■ **Collected data entries**
Content starts
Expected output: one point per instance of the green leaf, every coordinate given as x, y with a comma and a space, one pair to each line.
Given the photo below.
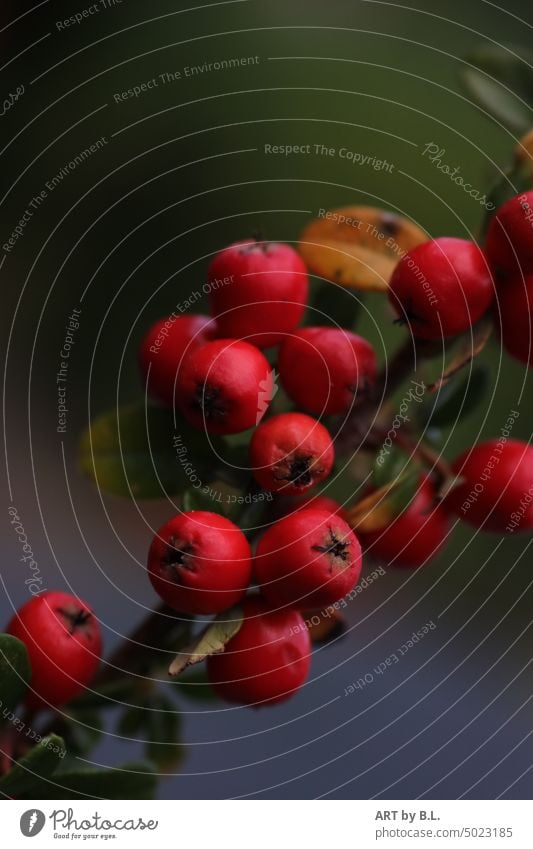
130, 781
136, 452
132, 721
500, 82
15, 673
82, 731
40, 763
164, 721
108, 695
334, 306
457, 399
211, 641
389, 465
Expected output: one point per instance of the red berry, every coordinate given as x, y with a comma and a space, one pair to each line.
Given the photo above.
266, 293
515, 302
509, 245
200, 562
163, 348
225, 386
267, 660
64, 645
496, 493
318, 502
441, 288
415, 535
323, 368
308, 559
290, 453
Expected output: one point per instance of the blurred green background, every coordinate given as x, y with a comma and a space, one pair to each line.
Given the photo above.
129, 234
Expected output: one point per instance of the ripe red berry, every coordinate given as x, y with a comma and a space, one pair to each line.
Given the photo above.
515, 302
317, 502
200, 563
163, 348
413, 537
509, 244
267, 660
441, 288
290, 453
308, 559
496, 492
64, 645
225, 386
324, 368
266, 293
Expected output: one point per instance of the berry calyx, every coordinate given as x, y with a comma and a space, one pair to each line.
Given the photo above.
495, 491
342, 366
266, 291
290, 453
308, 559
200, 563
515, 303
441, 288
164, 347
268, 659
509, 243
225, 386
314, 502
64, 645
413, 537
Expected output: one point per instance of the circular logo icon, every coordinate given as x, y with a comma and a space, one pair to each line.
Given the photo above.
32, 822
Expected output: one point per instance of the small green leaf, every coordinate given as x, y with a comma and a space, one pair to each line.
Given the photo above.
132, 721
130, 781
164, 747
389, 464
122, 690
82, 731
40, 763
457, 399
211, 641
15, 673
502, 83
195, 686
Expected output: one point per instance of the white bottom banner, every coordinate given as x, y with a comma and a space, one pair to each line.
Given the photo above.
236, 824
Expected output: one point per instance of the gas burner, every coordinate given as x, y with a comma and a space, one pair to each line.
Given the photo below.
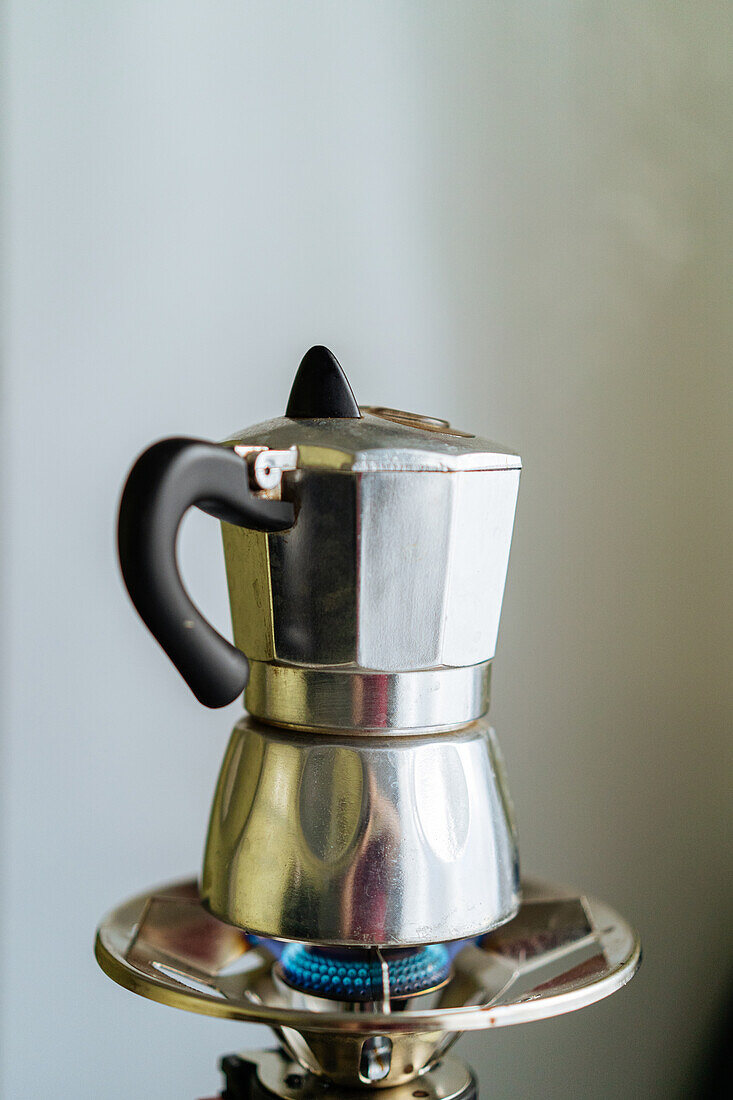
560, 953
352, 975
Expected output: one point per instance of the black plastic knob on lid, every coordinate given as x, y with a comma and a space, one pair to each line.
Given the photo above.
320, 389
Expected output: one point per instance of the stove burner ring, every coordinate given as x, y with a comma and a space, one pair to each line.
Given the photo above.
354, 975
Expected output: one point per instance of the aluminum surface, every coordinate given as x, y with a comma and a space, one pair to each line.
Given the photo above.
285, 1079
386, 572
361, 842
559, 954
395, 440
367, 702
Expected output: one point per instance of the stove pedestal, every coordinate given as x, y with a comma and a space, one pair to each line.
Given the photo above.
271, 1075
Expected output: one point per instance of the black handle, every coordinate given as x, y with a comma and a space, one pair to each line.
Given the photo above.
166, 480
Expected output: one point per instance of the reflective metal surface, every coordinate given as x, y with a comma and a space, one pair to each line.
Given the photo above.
Content ends
■ **Description of the task**
Word for word, copy every line of the data, excluding any pictures.

■ **Solved problem**
Expected output: one point per instance of the green leaf, every coordinate given as x, y with a comma and a space, one pair to each line.
Given the photo below.
130, 781
136, 452
132, 721
500, 82
15, 673
82, 731
40, 763
164, 721
108, 695
334, 306
457, 399
211, 641
389, 465
Expected output: one point per instance of the red berry, every coordinate given as x, y with a comma and a space, one pair to each line.
Given the photo above.
266, 293
515, 302
509, 245
200, 562
163, 348
225, 386
267, 660
64, 645
496, 493
318, 502
441, 288
415, 535
323, 368
308, 559
290, 453
Expected output: one point per instance of the blurred green background, every coordinate given as x, y with a comma and a space, one pair to each line.
Given the photo above.
129, 234
Expected output: one point per instance of the ripe red berry, every coordinate given as x, y with a comma and a space, one pair to each line.
Given the photo above.
515, 302
317, 502
200, 563
163, 348
413, 537
509, 244
267, 660
441, 288
290, 453
308, 559
496, 492
64, 645
225, 386
324, 368
266, 293
Expected output: one point per instance of the berry calyx, every coordinate given as x, y with a comma and a space, one pair to each line.
Given the photo above.
495, 491
342, 366
266, 291
290, 453
308, 559
200, 563
515, 303
441, 288
164, 347
268, 659
509, 243
225, 386
314, 502
64, 645
413, 537
Expected output: one point per instance of the circular logo icon, every coordinate given as x, y with a comma and a space, one pair to each line.
Given the photo above.
32, 822
Expected output: one point per instance of the small green leaf, every coordinate given as x, y with a comma and a space, one pair to each line.
Given the photo above.
132, 721
130, 781
164, 747
389, 464
122, 690
82, 731
40, 763
457, 399
211, 641
15, 673
502, 83
195, 686
Expected output: one point per instance of the white bottom banner, every coordinate given as x, y with a comma and a space, one pair to each line.
Given the photo above.
236, 824
Expected output: one point per instance of the gas burner, every coordinate given as x, y with a comma and a space, one pair to each line.
Given the photo below.
560, 953
352, 975
Expected output: one point per instance of the black plastic knob on lid, every coordinate given as x, y with a comma and a space, one pair to each line.
Given the photo above.
320, 389
Expected output: one point per instance of the stove burner ring, every coordinate given as x, y with a comma and a space, one pair to each line.
Given the photo above.
354, 975
Expected output: one point per instance of the aluminum surface, every coordinate given as x, y with a comma and a space, one pair to each line.
Given the photo above.
285, 1079
386, 572
361, 842
559, 954
395, 440
367, 702
Expected output: one point per instance of the stove pedestal, every coordinate given as x, y with a comma and a space, one pair to each line.
Given the photo above.
271, 1075
Expected output: one point per instance of the black handle, every coordinate given as x, y with a comma and a space, one pair to each line.
Given the photo above.
166, 480
Expected output: one point per instance of the reflective metal surface, every coordinate given as x, y with a comma and a space, one pair to each line.
Given the photo above.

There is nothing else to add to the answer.